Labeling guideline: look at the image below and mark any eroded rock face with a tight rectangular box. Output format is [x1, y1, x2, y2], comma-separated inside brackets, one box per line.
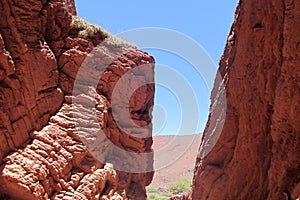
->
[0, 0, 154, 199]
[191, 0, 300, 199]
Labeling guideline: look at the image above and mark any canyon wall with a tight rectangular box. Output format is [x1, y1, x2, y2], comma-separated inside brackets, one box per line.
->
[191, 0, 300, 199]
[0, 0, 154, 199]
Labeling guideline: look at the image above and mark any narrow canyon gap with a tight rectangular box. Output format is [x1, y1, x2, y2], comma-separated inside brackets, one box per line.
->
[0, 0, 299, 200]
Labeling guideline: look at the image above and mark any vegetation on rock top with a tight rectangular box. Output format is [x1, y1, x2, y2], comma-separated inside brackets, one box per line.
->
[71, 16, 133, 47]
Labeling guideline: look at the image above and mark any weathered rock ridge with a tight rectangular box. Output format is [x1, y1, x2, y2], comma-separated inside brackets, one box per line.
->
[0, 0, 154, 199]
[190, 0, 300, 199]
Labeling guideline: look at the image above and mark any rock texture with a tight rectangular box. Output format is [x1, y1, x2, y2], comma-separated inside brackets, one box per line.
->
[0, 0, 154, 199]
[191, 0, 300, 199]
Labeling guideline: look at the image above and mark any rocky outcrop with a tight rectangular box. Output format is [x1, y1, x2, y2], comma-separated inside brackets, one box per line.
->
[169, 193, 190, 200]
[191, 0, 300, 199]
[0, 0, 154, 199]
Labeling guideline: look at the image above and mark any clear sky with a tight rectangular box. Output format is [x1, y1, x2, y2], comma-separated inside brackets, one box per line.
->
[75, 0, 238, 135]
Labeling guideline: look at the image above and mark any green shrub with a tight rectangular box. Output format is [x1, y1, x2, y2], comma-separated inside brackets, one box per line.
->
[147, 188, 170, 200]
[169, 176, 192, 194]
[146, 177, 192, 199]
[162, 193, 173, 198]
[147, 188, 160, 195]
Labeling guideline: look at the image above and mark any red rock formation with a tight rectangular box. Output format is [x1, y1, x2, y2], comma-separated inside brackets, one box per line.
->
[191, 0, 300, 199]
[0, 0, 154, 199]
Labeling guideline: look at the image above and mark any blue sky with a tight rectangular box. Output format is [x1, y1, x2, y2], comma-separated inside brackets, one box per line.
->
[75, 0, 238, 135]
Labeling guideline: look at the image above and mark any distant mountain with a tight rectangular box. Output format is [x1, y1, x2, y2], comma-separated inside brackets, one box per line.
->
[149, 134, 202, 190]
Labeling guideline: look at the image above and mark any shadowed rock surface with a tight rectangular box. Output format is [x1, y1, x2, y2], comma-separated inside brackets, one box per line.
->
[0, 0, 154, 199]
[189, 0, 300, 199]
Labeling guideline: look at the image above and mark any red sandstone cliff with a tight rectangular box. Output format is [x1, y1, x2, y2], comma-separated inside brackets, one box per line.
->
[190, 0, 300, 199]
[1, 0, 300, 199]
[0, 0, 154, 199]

===============

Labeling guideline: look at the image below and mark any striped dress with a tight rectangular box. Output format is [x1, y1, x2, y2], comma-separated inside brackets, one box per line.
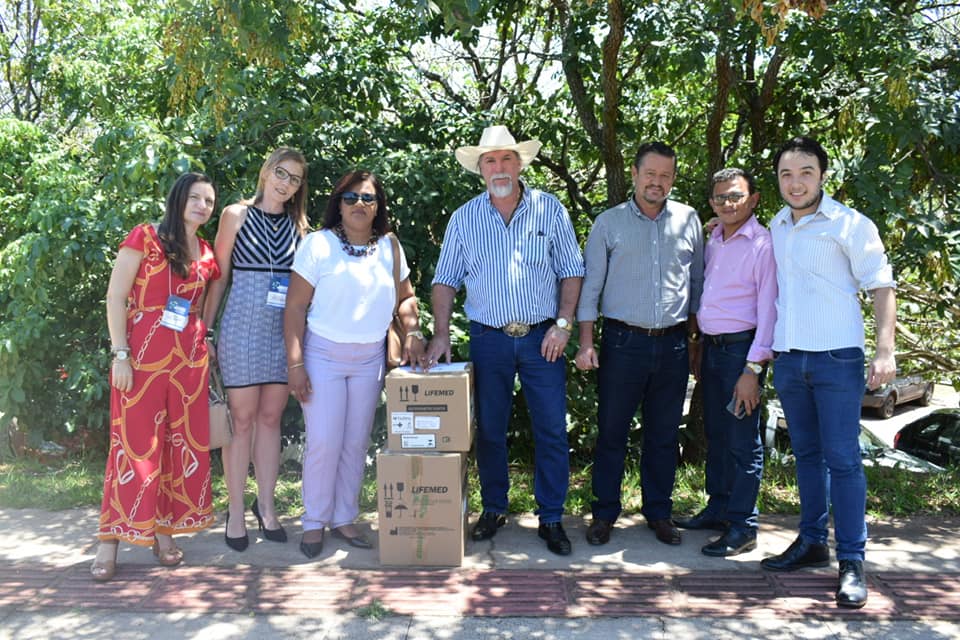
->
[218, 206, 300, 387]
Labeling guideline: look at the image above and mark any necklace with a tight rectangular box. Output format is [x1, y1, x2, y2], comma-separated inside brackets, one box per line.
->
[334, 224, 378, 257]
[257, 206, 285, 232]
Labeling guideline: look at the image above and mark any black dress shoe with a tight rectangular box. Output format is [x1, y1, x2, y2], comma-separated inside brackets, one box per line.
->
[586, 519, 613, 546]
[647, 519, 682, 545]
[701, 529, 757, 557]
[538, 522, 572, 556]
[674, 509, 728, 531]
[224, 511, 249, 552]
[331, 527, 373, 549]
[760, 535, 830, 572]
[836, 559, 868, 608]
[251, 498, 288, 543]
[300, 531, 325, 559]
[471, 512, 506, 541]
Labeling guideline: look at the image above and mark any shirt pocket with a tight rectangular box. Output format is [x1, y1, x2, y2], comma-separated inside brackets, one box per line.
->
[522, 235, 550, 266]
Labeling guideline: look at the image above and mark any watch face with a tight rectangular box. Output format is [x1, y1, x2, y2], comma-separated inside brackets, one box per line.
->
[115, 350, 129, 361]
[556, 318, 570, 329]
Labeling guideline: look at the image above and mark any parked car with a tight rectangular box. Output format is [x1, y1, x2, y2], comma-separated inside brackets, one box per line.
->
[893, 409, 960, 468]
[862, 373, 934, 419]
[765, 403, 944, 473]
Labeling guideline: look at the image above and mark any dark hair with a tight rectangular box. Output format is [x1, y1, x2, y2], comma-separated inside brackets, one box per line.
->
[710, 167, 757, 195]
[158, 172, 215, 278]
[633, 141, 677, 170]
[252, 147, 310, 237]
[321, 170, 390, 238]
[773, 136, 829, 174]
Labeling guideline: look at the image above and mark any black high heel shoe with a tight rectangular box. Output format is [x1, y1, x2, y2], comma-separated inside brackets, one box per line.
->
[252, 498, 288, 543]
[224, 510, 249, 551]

===============

* WHAT THE EXERCISE ASKS *
Filter the records above and copy every line that contains the word "below".

* WRITTEN ANSWER *
Labeling guideline: look at the image below and mark any eroded rock face with a tight rectangular box. Output format is [x1, y1, x2, y2], comma-separated inside brackets, one box per line.
Labeling guideline: look at the image below and mark any striped dress with a tight rectangular box. Output format is [x1, y1, x2, y2], comma-separated inside brackets, one box per line.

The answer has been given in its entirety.